Excerpted passage.
::::

First, to dispel the rumors: It is not true that everyone at HRL — even the janitors — have Ph.D.s. Of their 430 employees (down from 560 some years ago because of streamlining and downsizing), 120 or so hold doctorates, the affable, indeed ebullient, Chester says. Government work isn’t calling the tune as loudly today either; since the end of the Cold War, defense research has dropped from 60 percent to 45 percent of the lab’s business.

Watched over by two photographs of Albert Einstein, a scientist who never had to worry about the bottom line, Chester explains that, for a research laboratory to survive today, it has to be economically viable. “Doing advanced research is expensive, so it has to produce results,” he says”. In the ’50s and ’60s, with the postwar boom in technology, there was plenty of money to invest in science; you could say that the Internet, the computer and the transistor came out of such relatively undirected research. But today, our mission is to discover and apply science and technology for new and improved services which Hughes, Raytheon and General Motors can turn into money-making products. We don’t build the satellite or the missile,” he says, “we develop the materials, the components, the processes that go into things, and our owners figure out how to make them useful. We made the laser,” Chester cites as an example, “but it was the Hughes people in El Segundo who turned it into a billion dollar rangefinder business.”

::::

Tasks to carry out.
1. Copy word for word the part of the HRL passage that begins with the words containing "First, to dispel" and ends with "the lab’s business.".
2. List the technologies that the HRL passage says came out of relatively undirected research.

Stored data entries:
::::

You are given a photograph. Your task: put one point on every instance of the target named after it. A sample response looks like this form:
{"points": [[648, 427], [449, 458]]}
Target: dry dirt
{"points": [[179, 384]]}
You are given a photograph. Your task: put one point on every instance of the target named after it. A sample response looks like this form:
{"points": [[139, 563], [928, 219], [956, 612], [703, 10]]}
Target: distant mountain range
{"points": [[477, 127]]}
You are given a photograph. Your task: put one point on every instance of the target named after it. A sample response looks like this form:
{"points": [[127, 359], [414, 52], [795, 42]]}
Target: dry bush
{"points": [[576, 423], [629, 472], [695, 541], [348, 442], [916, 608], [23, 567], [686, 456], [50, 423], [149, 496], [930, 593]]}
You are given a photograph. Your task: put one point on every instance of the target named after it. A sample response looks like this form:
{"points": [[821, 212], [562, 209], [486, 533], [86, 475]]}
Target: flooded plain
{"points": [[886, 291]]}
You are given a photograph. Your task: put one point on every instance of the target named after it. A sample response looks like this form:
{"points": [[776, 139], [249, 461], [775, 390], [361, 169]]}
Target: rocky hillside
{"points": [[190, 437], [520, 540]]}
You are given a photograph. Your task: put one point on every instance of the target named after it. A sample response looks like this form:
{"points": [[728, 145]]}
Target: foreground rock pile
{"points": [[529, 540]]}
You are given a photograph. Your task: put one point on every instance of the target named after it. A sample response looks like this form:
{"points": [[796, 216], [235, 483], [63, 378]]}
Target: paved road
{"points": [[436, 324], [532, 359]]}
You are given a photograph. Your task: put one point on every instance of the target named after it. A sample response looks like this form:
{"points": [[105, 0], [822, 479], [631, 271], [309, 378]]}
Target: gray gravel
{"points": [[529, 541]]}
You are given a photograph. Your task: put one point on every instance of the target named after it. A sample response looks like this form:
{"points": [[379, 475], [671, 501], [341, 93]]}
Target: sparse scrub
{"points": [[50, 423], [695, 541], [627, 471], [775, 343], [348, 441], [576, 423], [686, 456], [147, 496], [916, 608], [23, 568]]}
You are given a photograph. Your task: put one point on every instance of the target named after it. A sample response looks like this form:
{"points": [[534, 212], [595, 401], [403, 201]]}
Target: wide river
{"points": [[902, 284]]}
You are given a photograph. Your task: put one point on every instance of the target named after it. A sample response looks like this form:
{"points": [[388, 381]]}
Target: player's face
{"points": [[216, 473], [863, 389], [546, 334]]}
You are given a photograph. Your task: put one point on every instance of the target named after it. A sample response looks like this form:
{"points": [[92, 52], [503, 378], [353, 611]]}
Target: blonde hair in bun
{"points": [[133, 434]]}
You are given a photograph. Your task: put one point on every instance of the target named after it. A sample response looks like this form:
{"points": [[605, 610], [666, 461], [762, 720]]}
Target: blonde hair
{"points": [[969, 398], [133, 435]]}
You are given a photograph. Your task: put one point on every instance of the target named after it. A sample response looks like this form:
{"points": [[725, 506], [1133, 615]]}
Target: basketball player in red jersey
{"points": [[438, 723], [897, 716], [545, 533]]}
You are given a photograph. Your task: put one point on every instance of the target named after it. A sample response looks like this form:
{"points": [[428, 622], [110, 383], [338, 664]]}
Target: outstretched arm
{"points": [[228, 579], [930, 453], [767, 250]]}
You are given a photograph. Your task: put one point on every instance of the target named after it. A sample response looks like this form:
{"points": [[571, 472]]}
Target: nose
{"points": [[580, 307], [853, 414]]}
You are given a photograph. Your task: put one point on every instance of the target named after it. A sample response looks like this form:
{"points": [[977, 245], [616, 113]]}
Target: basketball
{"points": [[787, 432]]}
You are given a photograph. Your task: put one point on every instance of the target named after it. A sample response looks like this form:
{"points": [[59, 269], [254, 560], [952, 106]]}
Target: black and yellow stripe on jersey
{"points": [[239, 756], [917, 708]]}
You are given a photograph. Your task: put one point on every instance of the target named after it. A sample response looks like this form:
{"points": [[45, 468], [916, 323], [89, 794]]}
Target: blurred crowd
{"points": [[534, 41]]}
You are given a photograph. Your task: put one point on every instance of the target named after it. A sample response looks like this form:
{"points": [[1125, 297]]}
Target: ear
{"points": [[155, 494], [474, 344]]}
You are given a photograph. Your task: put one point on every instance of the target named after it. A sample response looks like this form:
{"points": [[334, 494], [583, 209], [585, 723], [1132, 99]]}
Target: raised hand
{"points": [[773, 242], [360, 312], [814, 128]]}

::::

Answers by item number.
1.
First, to dispel the rumors: It is not true that everyone at HRL — even the janitors — have Ph.D.s. Of their 430 employees (down from 560 some years ago because of streamlining and downsizing), 120 or so hold doctorates, the affable, indeed ebullient, Chester says. Government work isn’t calling the tune as loudly today either; since the end of the Cold War, defense research has dropped from 60 percent to 45 percent of the lab’s business.

2.
the Internet
the computer
the transistor